**Opdracht:** Kun je het stuk uit de tekst over leven op de horizon opnieuw geven, beginnend bij "LEVEN OP DE" en eindigend bij "slag te kunnen.", en daarin "stadsgids" vervangen door "reisleider"?

**Gegeven tekst:**
########
INHOUD JONKERGOUW
HOME

BRABANTS

AUTEURS
TEKSTEN
INTERVIEWS
SPECIAAL

Print deze Pagina

LEVEN OP DE HORIZON

Wanneer ik erbij stil durf te staan, leef ik eigenlijk enkel en alleen op de horizon. Hoe vaak denk ik dan, kijk ik naar de lucht boven me, terwijl alles wat daaronder gebeurt, me veel meer bezighoudt? Hoe weinig, kijk ik in de spiegel om mijn eigen rug te zien? Waarom zie ik tijdens een stadswandeling pas zodra me daar een stadsgids op wijst, de bovenkanten van de gevels? Ik leef dus in een sfeer van continue vervreemding van wat om me heen zoal bestaat. Mogelijk leef ik slechts halfbewust. Dit doet me terugdenken aan mijn opa en mijn pa.
Onze pa, kwam dus in ons leven ook voor. Maar tijd om veel leuke dingen met je te beleven had de man gewoonweg niet. Het was hard werken, voor een groot gezin, en thuis tot rust komen, om de andere dag weer vroeg aan de slag te kunnen.
Hier in het Midden-Brabantse, zo valt me op, viel er dan ook voor vrouwen ook weinig te emanciperen. Ze hadden de broek al aan. Niet omdat ze van zichzelf zo dominant waren, maar eerder omdat dat gewoon van ze werd verwacht. De man, veelal de enige kostwinner, werkte dag en nacht.
Zij beheerde dus de inkomsten. Zij legde op zaterdag, zijn schone goed en zijn tabak klaar. Plus wat traktement. De zaterdagmiddag en de zondag, werden voor een groot deel aan de kerk en voor een kleiner gedeelte aan het gezin en het gezamenlijke familiebezoek besteed. Moeder voedde de kinderen op. Onze pa bezat, wanneer het wel even kon, nog een wijze van genieten zoals je die nu bijna niet meer tegenkomt. Hij zal dit vroeger eerst zelf, zo geleerd hebben. Hij kon net als mijn opa, af en toe met ons gaan kuieren, wat totaal iets anders is, dan wandelen. Wat betekent, gewoon je voeten achter elkaar zetten en niet écht ergens heen gaan. Kuieren om te kuieren dus. Gewoon praten met elkaar over de voorbije, of filosoferen over de komende week of, dat kon soms zelfs zomaar, over de zin van het leven.
Opa zie ik dat ook nog doen, alsof het gisteren was. Ik zie hem nog, in zijn donkerblauwe streepjespak met vest en een grote gouden horlogeketting, zijn hoed op, en een ligustertakje dat hij onderweg had geplukt, tussen zijn tanden. Zoals ik het me nu herinner, was het dan altijd ”goei weer”. Hij wist van écht genieten!
Door de week, rookte hij niet en dronk dan ook geen alcohol.
Maar dan de zondag! Dát was voor hem de mooiste dag van de week! Op die dag ging hij altijd naar de kerk naar de hoogmis van half twaalf.
########
**Aangeleverde gegevens:**

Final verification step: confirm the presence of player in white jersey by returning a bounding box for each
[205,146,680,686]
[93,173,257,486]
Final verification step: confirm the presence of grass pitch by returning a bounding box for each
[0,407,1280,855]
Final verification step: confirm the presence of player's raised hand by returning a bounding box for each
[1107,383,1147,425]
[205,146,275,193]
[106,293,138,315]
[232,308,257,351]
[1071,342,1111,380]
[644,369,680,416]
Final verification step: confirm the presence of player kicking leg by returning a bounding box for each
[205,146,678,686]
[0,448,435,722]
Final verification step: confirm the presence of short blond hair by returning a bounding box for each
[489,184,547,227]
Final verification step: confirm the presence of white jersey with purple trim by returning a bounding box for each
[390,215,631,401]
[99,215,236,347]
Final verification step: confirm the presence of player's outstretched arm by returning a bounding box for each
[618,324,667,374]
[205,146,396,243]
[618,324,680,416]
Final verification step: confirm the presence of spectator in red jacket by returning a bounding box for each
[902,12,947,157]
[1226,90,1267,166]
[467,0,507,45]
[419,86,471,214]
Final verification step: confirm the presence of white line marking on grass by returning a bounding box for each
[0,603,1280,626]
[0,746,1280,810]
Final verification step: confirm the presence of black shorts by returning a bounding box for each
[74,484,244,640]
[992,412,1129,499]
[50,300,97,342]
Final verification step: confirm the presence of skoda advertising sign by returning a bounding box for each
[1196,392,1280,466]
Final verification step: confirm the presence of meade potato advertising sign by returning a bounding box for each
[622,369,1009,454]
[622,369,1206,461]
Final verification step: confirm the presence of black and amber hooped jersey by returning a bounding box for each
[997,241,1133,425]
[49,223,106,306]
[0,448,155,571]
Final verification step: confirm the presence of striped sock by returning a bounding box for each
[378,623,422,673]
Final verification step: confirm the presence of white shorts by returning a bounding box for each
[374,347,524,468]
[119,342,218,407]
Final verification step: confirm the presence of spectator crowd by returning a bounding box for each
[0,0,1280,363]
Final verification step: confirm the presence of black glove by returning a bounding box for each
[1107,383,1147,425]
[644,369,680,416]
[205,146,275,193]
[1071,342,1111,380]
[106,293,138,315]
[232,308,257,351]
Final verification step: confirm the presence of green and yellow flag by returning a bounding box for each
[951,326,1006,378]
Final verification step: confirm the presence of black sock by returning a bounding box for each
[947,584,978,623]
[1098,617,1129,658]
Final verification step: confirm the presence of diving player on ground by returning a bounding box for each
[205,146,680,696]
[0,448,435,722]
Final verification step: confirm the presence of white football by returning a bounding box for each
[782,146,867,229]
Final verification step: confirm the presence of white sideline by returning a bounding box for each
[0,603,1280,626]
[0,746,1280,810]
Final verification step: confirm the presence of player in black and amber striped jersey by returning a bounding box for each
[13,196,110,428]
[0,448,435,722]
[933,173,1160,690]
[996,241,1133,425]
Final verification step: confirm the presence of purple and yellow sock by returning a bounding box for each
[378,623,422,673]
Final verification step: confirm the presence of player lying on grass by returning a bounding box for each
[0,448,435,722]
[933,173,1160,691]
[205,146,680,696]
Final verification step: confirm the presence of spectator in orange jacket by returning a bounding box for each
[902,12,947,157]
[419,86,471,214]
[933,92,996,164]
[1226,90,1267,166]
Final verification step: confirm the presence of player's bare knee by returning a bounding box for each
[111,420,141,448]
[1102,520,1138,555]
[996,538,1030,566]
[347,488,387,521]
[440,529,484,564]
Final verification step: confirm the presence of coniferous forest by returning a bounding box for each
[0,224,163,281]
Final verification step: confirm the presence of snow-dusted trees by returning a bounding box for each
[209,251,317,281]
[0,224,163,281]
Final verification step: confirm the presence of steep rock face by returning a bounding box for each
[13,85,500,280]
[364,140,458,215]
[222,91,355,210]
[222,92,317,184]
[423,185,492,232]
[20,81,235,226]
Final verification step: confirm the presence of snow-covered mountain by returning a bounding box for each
########
**Uitgevoerde opdracht:**
LEVEN OP DE HORIZON

Wanneer ik erbij stil durf te staan, leef ik eigenlijk enkel en alleen op de horizon. Hoe vaak denk ik dan, kijk ik naar de lucht boven me, terwijl alles wat daaronder gebeurt, me veel meer bezighoudt? Hoe weinig, kijk ik in de spiegel om mijn eigen rug te zien? Waarom zie ik tijdens een stadswandeling pas zodra me daar een reisleider op wijst, de bovenkanten van de gevels? Ik leef dus in een sfeer van continue vervreemding van wat om me heen zoal bestaat. Mogelijk leef ik slechts halfbewust. Dit doet me terugdenken aan mijn opa en mijn pa.
Onze pa, kwam dus in ons leven ook voor. Maar tijd om veel leuke dingen met je te beleven had de man gewoonweg niet. Het was hard werken, voor een groot gezin, en thuis tot rust komen, om de andere dag weer vroeg aan de slag te kunnen.